**Available records**

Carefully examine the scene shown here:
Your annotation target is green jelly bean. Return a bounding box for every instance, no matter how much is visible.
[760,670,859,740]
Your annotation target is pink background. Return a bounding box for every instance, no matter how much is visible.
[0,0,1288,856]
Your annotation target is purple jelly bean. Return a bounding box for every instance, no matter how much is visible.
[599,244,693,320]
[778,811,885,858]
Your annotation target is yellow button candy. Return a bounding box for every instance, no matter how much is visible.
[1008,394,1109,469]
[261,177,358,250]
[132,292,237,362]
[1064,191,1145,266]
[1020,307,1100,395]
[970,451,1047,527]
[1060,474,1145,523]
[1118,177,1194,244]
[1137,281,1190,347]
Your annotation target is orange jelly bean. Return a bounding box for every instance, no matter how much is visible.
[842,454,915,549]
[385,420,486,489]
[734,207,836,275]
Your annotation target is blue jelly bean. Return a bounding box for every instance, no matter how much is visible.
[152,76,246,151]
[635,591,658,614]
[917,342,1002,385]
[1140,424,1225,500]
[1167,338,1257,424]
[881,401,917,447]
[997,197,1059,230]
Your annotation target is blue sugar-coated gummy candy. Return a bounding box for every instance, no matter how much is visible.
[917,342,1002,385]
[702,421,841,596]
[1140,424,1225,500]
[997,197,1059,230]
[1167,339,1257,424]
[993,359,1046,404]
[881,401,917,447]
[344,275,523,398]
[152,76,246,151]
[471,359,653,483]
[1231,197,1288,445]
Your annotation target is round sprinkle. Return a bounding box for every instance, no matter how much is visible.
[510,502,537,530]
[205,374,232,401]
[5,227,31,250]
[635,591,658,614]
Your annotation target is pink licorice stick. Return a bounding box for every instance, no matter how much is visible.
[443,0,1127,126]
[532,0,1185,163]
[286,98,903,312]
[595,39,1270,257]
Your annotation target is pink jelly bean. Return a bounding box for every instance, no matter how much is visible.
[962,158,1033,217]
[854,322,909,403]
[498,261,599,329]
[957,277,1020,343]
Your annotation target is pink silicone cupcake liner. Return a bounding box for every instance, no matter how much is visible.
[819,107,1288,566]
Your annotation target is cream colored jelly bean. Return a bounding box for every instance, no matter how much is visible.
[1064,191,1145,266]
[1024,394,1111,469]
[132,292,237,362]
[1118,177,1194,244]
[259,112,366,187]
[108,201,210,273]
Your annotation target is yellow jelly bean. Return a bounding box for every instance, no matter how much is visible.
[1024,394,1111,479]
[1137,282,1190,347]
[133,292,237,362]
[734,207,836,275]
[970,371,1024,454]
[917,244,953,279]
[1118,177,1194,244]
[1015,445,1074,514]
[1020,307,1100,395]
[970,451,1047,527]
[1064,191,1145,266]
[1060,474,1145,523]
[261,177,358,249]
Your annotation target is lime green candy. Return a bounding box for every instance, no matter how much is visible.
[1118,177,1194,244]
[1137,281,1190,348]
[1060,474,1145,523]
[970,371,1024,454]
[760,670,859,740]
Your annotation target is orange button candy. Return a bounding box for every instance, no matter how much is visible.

**The problem**
Set out all of the lines above as a numbered list, leaving out any blank lines.

**Exercise answer**
1. Carefully examine the scene shown here:
2. Your annotation target is green jelly bean. Return a bounding box for every instance, no matter how much is visible.
3. [760,670,859,740]
4. Your annotation target is pink background. Return a bounding box for every instance, no matter how much is visible.
5. [0,0,1288,856]
6. Your annotation target is purple jelly bean. Return a bounding box for every instance, no matter how much is visible.
7. [599,244,693,320]
8. [778,811,885,858]
9. Your annotation target is yellow button candy. Return a bounding box for every instance, no matter how much is visible.
10. [1008,394,1109,469]
11. [261,177,358,250]
12. [132,292,237,362]
13. [1064,191,1145,266]
14. [1020,307,1100,395]
15. [970,451,1047,527]
16. [1060,474,1145,523]
17. [1118,177,1194,244]
18. [1137,281,1190,347]
19. Your annotation target is orange jelly bean. Return a bounding box for every instance, no matter how much is visible.
20. [842,454,915,549]
21. [385,420,486,489]
22. [734,207,836,275]
23. Your annotation target is blue jelly bean. Return a bounding box for every instance, no matter how much is visible.
24. [152,76,246,151]
25. [635,591,658,614]
26. [917,342,1002,385]
27. [1140,424,1225,500]
28. [1167,338,1257,424]
29. [881,401,917,447]
30. [997,197,1059,230]
31. Your annotation target is blue sugar-coated gummy candy. Return a bounding box for every instance, no matter how much is visible.
32. [917,342,1002,385]
33. [702,421,841,596]
34. [1140,424,1225,500]
35. [997,197,1059,230]
36. [1167,339,1257,424]
37. [993,359,1046,404]
38. [881,401,917,447]
39. [344,275,523,398]
40. [152,76,246,151]
41. [471,359,653,483]
42. [1231,197,1288,445]
43. Your annotation target is round sprinkle. Return a bounding box for every instance, no matter how much is visible.
44. [510,502,537,530]
45. [205,374,232,401]
46. [5,227,31,250]
47. [635,591,658,614]
48. Your annotation target is pink licorice stick. Return a bounding box for every instance, no matter how much is visible.
49. [443,0,1127,126]
50. [532,0,1185,163]
51. [286,98,903,312]
52. [595,39,1270,257]
53. Your annotation target is pink jelly bean. Return a bounding box for every instance, no matter how much is visible.
54. [962,158,1033,217]
55. [854,322,909,403]
56. [498,261,599,329]
57. [957,277,1020,343]
58. Your annotation target is pink silicone cupcake liner. Return a bounding box for every instance, no matter how much is visible.
59. [819,107,1288,566]
60. Your annotation target is cream colored jelly bean. Return a bounding box for every instance, no matter how much is visible.
61. [1064,191,1145,266]
62. [1024,394,1111,469]
63. [132,292,237,362]
64. [1118,177,1194,244]
65. [259,112,366,187]
66. [108,201,210,273]
67. Your annotation target is yellow jelly bean. Return a bounding box for every instance, no matter how much is visible.
68. [1024,394,1111,479]
69. [1137,282,1190,347]
70. [133,292,237,362]
71. [734,207,836,275]
72. [970,371,1024,454]
73. [917,244,953,279]
74. [1118,177,1194,244]
75. [1015,445,1074,514]
76. [1020,307,1100,395]
77. [970,451,1047,527]
78. [1064,191,1145,266]
79. [1060,474,1145,523]
80. [261,177,358,249]
81. Your annotation target is lime green candy. Return a bounding box for every instance, no matter how much is visible.
82. [1118,177,1194,244]
83. [1137,281,1190,348]
84. [1060,474,1145,523]
85. [970,371,1024,454]
86. [760,670,859,740]
87. Your annotation target is orange button candy. Return a bounding box for every instance, no matter how much is visible.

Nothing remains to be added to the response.